▸ **Directions**
Reproduce the section of the listing that begins at the line containing "Query: white lamp shade" and finishes at the line containing "Query: woman's eyebrow". Include both end lines and nothing beyond them.
────────────────
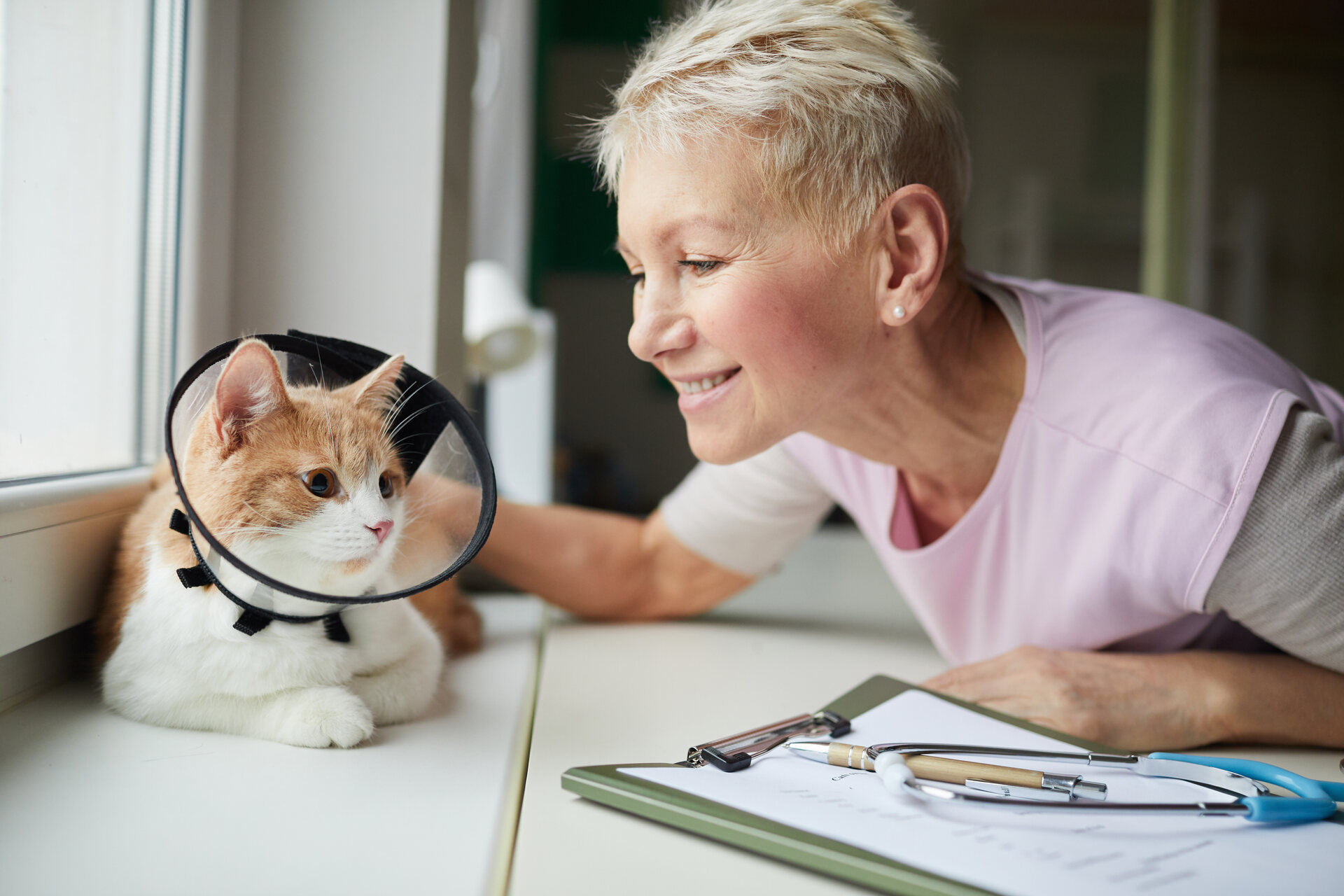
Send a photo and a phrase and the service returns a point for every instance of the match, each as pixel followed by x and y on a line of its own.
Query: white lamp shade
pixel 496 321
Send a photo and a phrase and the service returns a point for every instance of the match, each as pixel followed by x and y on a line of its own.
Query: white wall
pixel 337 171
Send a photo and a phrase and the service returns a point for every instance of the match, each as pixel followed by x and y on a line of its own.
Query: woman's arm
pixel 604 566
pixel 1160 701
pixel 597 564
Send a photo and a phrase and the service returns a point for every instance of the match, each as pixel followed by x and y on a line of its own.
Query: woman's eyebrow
────────────────
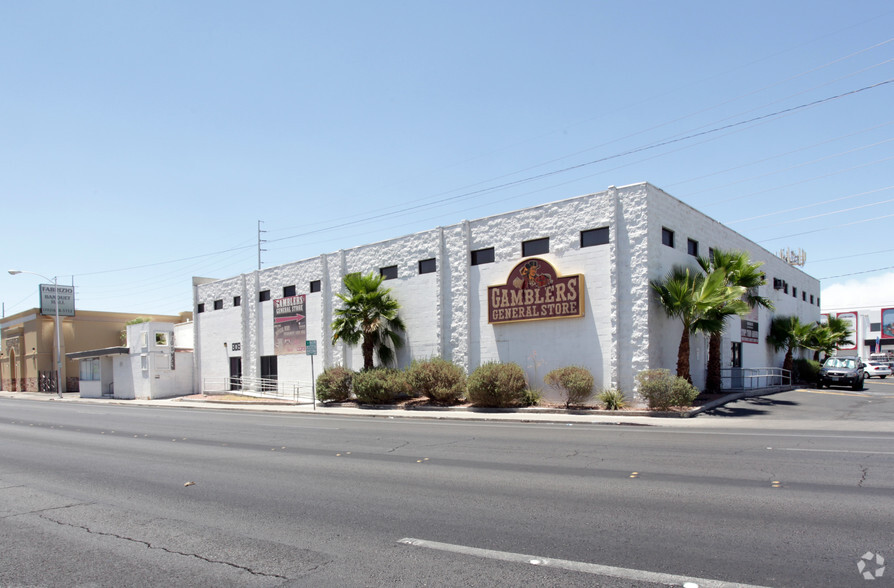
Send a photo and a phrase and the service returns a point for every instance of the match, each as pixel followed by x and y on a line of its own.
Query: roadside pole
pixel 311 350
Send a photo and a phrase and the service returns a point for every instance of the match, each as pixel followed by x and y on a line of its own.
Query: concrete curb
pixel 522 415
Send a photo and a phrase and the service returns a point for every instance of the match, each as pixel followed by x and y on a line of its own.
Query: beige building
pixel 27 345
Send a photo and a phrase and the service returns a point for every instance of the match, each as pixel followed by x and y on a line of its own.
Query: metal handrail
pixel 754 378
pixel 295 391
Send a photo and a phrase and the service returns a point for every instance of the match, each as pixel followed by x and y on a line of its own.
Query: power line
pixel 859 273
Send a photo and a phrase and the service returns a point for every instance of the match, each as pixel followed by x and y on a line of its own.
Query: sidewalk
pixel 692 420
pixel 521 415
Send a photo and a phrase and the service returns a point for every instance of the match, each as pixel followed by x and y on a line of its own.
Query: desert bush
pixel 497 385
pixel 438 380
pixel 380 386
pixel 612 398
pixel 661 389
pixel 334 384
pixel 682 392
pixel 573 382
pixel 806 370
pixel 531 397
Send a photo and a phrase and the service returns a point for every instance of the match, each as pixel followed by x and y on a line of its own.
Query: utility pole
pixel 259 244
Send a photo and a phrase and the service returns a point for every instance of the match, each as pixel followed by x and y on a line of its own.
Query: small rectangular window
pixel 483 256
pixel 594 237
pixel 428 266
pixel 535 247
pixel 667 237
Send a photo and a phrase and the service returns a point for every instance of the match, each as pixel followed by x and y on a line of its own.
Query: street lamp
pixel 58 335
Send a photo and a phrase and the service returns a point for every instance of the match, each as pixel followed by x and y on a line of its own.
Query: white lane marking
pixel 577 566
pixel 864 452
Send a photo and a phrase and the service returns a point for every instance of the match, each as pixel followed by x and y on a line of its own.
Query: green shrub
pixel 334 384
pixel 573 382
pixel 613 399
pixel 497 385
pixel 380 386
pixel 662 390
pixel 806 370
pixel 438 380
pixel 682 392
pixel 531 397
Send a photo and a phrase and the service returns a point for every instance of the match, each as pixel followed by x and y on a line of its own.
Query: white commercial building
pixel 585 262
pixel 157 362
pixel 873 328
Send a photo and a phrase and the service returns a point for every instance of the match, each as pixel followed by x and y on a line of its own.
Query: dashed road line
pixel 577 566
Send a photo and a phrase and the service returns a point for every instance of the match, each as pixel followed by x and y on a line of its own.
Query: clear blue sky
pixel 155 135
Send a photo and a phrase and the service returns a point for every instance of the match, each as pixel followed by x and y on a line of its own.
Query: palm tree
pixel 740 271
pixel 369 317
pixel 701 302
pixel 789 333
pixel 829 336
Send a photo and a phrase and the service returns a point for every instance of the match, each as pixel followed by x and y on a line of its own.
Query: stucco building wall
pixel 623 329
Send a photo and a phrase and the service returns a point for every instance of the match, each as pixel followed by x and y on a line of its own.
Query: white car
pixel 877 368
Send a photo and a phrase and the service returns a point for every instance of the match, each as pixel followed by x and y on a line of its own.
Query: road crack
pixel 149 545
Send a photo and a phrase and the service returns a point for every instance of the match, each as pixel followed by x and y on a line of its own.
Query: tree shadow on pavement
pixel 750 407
────────────────
▸ **Completed exercise**
Query: white lamp shade
pixel 496 321
Send a photo and a phrase and the service returns a point for every instance of the match, each as pixel followed by x and y on a line of its own.
Query: white wall
pixel 337 171
Send a photo and a phrase and the service returns a point for every instance of the match, each as pixel followed by x and y on a line of its own.
Query: woman's arm
pixel 604 566
pixel 1160 701
pixel 597 564
Send a photo and a phrase and the service returns a point for every instance of the match, each as pixel followed by x and y on a line of its own.
Query: woman's eyebrow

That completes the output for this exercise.